** Opening PROVIDED INFORMATION block **
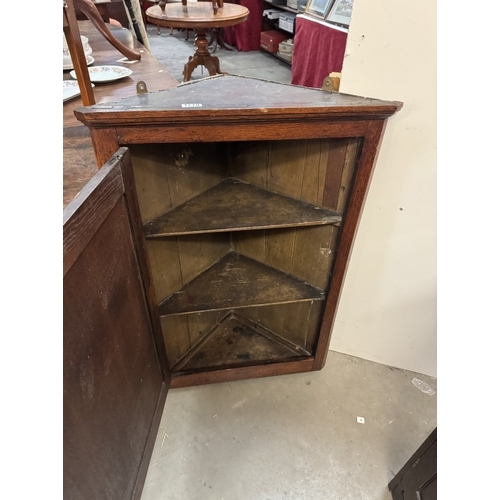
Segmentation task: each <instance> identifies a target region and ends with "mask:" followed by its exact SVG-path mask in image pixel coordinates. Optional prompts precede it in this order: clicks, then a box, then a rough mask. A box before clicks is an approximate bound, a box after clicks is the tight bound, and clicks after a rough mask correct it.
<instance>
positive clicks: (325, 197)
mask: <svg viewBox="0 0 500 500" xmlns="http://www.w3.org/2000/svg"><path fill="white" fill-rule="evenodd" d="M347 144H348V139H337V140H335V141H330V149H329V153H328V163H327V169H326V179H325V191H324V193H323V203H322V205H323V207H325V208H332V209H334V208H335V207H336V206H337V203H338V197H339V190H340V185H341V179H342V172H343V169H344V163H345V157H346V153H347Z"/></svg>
** Closing PROVIDED INFORMATION block **
** Opening PROVIDED INFORMATION block **
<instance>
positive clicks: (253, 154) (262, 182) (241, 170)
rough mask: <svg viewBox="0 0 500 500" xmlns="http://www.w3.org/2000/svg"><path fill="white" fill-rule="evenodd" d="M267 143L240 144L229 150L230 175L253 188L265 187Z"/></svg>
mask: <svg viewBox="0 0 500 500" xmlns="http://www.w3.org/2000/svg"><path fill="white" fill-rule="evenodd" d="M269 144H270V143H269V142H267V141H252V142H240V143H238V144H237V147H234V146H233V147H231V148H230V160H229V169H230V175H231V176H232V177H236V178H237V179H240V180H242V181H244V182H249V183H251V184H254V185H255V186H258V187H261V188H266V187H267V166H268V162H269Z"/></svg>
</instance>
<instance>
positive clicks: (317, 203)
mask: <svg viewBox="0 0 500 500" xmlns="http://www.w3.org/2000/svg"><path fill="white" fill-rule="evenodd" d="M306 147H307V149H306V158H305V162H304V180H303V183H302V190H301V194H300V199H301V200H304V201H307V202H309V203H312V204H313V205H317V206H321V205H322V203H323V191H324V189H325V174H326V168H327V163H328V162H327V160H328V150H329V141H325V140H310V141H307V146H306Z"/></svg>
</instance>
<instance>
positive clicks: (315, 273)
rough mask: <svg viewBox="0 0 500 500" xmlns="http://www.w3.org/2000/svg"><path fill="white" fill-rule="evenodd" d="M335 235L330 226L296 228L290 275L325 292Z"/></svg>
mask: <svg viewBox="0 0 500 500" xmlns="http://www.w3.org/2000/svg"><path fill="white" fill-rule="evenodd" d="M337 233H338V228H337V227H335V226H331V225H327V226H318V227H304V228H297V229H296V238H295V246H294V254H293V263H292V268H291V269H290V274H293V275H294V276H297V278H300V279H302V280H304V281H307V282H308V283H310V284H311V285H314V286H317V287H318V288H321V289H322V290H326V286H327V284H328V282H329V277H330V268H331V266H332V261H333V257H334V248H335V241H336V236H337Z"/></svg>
** Closing PROVIDED INFORMATION block **
** Opening PROVIDED INFORMATION block **
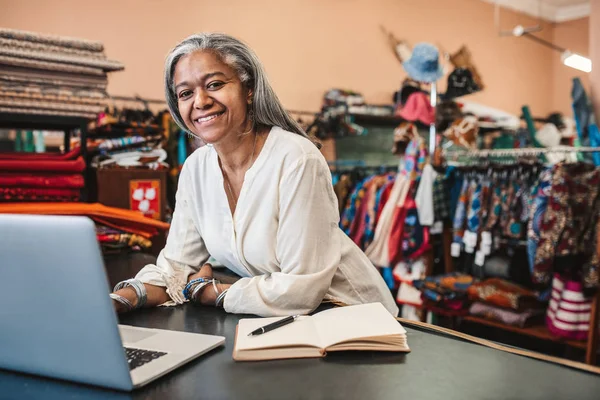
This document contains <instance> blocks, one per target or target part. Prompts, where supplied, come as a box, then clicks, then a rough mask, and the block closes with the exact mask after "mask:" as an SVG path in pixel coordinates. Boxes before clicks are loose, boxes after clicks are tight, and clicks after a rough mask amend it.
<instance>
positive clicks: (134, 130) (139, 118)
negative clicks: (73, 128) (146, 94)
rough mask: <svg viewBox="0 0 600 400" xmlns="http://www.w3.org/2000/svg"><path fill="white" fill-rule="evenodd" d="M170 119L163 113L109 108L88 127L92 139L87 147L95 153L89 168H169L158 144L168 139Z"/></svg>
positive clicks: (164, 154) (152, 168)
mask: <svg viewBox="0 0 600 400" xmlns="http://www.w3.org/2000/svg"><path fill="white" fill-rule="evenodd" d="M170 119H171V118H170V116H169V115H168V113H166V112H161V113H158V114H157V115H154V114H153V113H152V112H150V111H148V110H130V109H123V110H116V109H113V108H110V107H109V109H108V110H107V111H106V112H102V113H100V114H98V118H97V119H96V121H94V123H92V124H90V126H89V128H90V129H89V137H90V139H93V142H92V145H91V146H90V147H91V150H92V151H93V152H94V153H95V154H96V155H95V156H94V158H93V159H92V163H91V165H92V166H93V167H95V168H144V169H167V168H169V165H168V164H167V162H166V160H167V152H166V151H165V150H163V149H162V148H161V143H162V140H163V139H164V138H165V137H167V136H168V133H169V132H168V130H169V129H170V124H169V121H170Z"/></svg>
** Closing PROVIDED INFORMATION block **
_PROBLEM_
Keeping every character as it is, restate the lines above that run from the line with "positive clicks: (253, 154)" through the line with "positive clicks: (315, 273)", both included, and nothing else.

_ANSWER TO THIS PROBLEM_
positive clicks: (253, 154) (262, 182) (241, 170)
rough mask: <svg viewBox="0 0 500 500" xmlns="http://www.w3.org/2000/svg"><path fill="white" fill-rule="evenodd" d="M267 143L240 144L229 150L230 175L253 188L265 187Z"/></svg>
mask: <svg viewBox="0 0 500 500" xmlns="http://www.w3.org/2000/svg"><path fill="white" fill-rule="evenodd" d="M269 144H270V143H269V142H267V141H252V142H240V143H238V144H237V147H234V146H233V147H231V148H230V160H229V169H230V175H231V176H232V177H236V178H237V179H240V180H242V181H244V182H249V183H251V184H254V185H255V186H258V187H261V188H266V187H267V166H268V162H269Z"/></svg>
</instance>
<instance>
positive clicks: (317, 203)
mask: <svg viewBox="0 0 500 500" xmlns="http://www.w3.org/2000/svg"><path fill="white" fill-rule="evenodd" d="M306 147H307V149H306V158H305V162H304V180H303V183H302V190H301V194H300V199H301V200H304V201H307V202H309V203H312V204H313V205H317V206H321V205H322V203H323V191H324V189H325V174H326V168H327V163H328V162H327V160H328V150H329V141H325V140H310V141H307V146H306Z"/></svg>
</instance>
<instance>
positive clicks: (315, 273)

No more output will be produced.